→ RAW DATA

=======

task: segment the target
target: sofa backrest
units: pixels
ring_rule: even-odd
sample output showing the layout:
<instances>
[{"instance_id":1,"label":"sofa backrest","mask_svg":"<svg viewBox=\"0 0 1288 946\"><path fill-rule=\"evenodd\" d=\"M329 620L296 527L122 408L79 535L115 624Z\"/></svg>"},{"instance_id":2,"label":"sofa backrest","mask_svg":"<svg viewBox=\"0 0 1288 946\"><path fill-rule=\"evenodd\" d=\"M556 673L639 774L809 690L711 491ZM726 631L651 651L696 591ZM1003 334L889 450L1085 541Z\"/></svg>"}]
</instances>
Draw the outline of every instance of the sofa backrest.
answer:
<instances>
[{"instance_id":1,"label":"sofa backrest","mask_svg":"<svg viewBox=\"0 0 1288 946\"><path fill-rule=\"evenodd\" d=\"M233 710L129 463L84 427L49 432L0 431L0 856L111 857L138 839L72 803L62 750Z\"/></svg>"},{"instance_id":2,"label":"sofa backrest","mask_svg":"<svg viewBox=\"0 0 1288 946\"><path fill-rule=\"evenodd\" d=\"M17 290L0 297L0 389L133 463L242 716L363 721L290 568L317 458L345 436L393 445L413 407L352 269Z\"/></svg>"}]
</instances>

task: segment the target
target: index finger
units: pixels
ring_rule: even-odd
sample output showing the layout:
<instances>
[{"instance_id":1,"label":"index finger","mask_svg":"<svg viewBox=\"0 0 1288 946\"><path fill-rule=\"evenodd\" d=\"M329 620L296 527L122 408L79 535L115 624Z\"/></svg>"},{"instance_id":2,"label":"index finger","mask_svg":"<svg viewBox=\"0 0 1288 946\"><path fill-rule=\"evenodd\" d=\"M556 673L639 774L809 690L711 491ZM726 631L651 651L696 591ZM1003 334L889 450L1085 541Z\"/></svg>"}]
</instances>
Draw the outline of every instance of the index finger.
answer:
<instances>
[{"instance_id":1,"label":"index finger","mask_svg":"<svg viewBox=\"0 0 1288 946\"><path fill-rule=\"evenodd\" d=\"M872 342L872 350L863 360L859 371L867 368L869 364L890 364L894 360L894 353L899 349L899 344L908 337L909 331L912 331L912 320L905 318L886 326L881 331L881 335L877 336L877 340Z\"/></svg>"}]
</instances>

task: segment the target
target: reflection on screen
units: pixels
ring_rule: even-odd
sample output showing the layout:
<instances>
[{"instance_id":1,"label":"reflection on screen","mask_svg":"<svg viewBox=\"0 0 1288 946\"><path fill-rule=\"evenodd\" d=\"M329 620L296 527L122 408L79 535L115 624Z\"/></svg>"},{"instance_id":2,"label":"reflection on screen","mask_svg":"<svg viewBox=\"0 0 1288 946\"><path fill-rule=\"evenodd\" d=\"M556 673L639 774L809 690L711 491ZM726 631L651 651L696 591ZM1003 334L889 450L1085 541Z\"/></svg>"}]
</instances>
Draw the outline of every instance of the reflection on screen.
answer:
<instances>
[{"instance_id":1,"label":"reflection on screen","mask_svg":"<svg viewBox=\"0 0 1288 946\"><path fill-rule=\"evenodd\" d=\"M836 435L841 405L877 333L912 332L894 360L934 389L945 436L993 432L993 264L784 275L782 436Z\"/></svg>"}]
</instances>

=======

→ SHORT EXERCISE
Go through the data and return every record exactly.

→ SOLVED PROBLEM
task: segment the target
target: sofa backrest
units: pixels
ring_rule: even-odd
sample output showing the layout:
<instances>
[{"instance_id":1,"label":"sofa backrest","mask_svg":"<svg viewBox=\"0 0 1288 946\"><path fill-rule=\"evenodd\" d=\"M329 620L296 527L122 408L79 535L115 624Z\"/></svg>"},{"instance_id":2,"label":"sofa backrest","mask_svg":"<svg viewBox=\"0 0 1288 946\"><path fill-rule=\"evenodd\" d=\"M556 673L639 774L809 690L711 491ZM726 631L651 651L696 591ZM1003 334L889 450L1085 541Z\"/></svg>"}]
</instances>
Draw the outline of every instance of the sofa backrest.
answer:
<instances>
[{"instance_id":1,"label":"sofa backrest","mask_svg":"<svg viewBox=\"0 0 1288 946\"><path fill-rule=\"evenodd\" d=\"M233 710L129 463L84 427L49 432L0 431L0 856L111 857L138 839L72 803L62 750Z\"/></svg>"},{"instance_id":2,"label":"sofa backrest","mask_svg":"<svg viewBox=\"0 0 1288 946\"><path fill-rule=\"evenodd\" d=\"M17 290L0 297L0 389L133 463L242 716L363 721L290 568L317 458L345 436L393 445L413 407L352 269Z\"/></svg>"}]
</instances>

task: segment the target
target: index finger
units: pixels
ring_rule: even-odd
sample output showing the layout:
<instances>
[{"instance_id":1,"label":"index finger","mask_svg":"<svg viewBox=\"0 0 1288 946\"><path fill-rule=\"evenodd\" d=\"M329 620L296 527L122 408L79 535L115 624Z\"/></svg>"},{"instance_id":2,"label":"index finger","mask_svg":"<svg viewBox=\"0 0 1288 946\"><path fill-rule=\"evenodd\" d=\"M556 673L639 774L809 690L711 491ZM726 631L651 651L696 591ZM1003 334L889 450L1085 541Z\"/></svg>"}]
</instances>
Draw the outline of every instance of the index finger.
answer:
<instances>
[{"instance_id":1,"label":"index finger","mask_svg":"<svg viewBox=\"0 0 1288 946\"><path fill-rule=\"evenodd\" d=\"M872 342L872 350L863 360L859 371L867 368L869 364L890 364L894 360L894 353L899 349L899 344L908 337L909 331L912 331L912 320L905 318L886 326L881 331L881 335L877 336L877 340Z\"/></svg>"}]
</instances>

task: segment the target
target: reflection on screen
units: pixels
ring_rule: even-odd
sample output showing the layout:
<instances>
[{"instance_id":1,"label":"reflection on screen","mask_svg":"<svg viewBox=\"0 0 1288 946\"><path fill-rule=\"evenodd\" d=\"M329 620L296 527L122 408L79 535L115 624Z\"/></svg>"},{"instance_id":2,"label":"reflection on screen","mask_svg":"<svg viewBox=\"0 0 1288 946\"><path fill-rule=\"evenodd\" d=\"M556 673L639 774L809 690L711 491ZM726 631L651 651L696 591ZM1003 334L889 450L1085 541Z\"/></svg>"}]
</instances>
Draw the outline of every instance of the reflection on screen.
answer:
<instances>
[{"instance_id":1,"label":"reflection on screen","mask_svg":"<svg viewBox=\"0 0 1288 946\"><path fill-rule=\"evenodd\" d=\"M836 435L841 405L877 333L912 332L894 360L934 389L945 436L993 432L993 264L784 275L782 436Z\"/></svg>"}]
</instances>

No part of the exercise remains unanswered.